> [Data listing]:
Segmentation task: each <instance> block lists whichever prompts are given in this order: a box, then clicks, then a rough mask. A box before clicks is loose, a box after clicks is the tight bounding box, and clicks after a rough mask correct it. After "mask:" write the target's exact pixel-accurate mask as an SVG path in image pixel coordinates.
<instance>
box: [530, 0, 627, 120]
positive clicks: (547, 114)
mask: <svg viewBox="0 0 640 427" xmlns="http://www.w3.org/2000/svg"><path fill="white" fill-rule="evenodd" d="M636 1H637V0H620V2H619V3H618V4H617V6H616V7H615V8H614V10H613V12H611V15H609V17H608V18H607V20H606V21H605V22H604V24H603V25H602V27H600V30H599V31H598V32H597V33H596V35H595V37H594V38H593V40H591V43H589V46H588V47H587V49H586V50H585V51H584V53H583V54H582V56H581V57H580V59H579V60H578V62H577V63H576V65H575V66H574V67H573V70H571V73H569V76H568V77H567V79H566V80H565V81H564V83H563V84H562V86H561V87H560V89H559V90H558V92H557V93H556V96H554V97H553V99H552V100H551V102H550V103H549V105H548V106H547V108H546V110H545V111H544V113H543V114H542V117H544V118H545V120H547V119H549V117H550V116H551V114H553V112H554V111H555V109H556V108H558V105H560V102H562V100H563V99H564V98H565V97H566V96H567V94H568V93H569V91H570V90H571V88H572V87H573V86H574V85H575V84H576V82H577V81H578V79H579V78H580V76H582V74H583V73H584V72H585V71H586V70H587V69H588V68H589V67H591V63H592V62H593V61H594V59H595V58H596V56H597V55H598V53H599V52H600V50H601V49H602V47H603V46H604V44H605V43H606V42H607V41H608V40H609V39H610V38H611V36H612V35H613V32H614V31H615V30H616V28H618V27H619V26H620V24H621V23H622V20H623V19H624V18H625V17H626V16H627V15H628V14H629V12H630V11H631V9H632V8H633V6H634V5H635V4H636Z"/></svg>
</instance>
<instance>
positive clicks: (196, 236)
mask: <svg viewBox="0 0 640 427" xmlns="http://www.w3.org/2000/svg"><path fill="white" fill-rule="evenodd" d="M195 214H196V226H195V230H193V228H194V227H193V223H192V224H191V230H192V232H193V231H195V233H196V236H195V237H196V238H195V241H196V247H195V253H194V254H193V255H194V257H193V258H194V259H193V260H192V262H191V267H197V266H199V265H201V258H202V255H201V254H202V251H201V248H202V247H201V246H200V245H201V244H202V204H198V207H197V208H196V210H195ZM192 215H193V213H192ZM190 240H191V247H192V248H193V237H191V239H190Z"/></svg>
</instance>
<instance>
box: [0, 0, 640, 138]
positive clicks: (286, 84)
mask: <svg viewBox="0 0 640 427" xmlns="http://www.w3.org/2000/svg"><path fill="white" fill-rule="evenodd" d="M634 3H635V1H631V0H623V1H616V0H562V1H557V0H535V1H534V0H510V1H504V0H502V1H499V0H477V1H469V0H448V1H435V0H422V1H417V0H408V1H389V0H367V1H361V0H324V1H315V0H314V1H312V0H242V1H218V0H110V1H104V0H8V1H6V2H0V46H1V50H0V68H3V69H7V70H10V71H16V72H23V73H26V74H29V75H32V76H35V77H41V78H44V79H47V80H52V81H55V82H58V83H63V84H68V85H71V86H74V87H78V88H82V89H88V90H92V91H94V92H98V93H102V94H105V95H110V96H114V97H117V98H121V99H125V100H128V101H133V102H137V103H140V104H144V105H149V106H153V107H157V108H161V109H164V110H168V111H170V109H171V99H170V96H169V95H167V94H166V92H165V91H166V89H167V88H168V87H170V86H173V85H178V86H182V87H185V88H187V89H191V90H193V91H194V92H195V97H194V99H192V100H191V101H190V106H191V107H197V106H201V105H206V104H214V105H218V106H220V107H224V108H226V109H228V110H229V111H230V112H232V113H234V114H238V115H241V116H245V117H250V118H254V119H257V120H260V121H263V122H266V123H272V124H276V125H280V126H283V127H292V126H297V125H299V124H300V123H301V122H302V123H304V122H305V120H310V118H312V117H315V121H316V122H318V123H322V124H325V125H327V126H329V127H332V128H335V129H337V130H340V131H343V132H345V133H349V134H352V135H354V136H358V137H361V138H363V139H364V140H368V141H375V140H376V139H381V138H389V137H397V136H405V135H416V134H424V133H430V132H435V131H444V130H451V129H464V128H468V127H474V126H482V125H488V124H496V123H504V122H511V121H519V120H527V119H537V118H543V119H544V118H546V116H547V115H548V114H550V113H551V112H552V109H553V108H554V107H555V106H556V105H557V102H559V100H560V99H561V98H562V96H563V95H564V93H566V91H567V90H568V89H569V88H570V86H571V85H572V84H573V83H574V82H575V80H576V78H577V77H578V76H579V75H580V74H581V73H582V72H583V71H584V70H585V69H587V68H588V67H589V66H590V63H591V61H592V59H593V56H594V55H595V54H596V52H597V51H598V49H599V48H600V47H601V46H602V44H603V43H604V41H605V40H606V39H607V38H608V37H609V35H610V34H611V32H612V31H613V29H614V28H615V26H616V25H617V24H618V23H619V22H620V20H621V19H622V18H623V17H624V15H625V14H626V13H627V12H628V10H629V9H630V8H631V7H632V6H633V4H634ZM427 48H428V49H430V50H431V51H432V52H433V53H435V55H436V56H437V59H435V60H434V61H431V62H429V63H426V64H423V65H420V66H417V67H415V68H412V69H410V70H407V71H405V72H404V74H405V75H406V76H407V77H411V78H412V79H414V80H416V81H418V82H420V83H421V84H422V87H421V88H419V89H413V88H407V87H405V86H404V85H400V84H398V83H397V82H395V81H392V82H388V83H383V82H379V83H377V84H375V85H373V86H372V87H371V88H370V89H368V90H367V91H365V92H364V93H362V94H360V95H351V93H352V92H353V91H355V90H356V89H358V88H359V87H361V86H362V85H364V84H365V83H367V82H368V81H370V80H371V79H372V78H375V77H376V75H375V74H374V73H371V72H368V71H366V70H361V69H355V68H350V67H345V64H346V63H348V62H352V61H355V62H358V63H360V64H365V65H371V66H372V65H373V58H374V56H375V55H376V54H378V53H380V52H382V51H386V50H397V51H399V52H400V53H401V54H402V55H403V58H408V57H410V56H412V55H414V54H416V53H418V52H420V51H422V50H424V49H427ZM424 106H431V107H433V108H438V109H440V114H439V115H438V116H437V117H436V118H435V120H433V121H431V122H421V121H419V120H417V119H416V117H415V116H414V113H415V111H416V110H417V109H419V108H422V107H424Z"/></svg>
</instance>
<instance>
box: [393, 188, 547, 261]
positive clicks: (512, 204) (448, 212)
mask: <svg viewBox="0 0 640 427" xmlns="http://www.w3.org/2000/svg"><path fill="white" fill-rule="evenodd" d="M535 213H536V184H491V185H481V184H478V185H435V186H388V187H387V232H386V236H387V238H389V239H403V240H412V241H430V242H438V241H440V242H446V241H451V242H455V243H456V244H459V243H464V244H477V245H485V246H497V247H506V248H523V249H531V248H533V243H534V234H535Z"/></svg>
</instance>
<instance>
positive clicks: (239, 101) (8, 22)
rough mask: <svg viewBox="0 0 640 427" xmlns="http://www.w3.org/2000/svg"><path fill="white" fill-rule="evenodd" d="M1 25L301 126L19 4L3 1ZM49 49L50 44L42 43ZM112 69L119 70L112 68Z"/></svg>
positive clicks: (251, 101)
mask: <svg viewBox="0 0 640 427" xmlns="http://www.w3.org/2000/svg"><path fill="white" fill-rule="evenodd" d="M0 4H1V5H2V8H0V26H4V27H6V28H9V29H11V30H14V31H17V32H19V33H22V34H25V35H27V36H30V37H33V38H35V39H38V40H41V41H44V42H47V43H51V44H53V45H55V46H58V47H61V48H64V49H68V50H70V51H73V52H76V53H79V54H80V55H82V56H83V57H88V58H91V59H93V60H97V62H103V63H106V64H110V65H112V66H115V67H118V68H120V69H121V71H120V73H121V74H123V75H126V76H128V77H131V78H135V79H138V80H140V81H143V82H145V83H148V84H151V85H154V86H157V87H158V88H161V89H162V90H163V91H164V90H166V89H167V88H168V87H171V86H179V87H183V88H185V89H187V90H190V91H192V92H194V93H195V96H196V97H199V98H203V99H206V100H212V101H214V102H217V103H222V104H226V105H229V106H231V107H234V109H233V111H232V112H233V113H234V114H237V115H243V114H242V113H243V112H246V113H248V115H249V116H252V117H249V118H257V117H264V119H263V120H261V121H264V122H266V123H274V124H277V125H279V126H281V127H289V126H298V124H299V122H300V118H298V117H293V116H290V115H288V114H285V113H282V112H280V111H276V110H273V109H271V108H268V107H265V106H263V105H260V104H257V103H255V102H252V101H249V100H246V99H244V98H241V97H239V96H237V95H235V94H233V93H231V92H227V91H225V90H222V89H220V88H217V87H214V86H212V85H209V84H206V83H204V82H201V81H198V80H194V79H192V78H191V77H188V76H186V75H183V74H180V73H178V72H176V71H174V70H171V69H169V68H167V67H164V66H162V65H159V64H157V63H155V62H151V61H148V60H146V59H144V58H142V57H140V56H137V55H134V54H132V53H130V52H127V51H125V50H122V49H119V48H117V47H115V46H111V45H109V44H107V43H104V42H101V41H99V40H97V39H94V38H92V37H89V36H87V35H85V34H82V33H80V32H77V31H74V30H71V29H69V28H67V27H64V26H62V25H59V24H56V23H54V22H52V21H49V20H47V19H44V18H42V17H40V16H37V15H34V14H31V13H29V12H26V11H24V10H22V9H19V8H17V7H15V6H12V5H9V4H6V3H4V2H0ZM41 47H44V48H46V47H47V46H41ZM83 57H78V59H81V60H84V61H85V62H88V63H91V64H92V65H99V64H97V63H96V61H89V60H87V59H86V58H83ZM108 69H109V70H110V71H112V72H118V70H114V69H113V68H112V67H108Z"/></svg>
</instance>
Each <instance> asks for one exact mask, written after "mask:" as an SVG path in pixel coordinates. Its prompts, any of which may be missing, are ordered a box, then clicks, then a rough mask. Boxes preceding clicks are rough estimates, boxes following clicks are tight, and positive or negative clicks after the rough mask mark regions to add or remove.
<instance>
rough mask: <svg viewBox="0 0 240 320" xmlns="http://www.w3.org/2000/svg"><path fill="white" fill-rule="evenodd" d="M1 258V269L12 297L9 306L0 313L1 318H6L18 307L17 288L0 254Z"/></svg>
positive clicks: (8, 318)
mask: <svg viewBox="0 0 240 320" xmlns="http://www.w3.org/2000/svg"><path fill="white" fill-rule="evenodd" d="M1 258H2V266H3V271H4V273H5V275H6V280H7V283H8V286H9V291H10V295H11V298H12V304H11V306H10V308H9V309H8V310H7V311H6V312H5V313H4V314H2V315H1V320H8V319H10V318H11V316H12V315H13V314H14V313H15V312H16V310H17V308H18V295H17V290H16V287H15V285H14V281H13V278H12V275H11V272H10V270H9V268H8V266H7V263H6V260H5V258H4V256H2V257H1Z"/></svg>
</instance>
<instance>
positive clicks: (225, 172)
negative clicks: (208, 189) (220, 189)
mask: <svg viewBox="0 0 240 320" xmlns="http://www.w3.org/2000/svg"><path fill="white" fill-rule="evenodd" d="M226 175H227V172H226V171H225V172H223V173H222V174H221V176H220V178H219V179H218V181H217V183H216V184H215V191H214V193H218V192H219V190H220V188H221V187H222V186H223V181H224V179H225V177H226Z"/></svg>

> [Description of the task]: What is needed is a word-for-word copy of the records above, from the first line through the line that contains "box: [530, 0, 627, 120]".

> [Exercise response]:
Segmentation task: each <instance> block lists whichever prompts are given in this order: a box, then clicks, then a rough mask. A box before clicks is loose, a box after clicks is the tight bounding box, and clicks after a rough mask correct it. After "mask:" write the target's exact pixel-accurate mask as an SVG path in image pixel coordinates.
<instance>
box: [530, 0, 627, 120]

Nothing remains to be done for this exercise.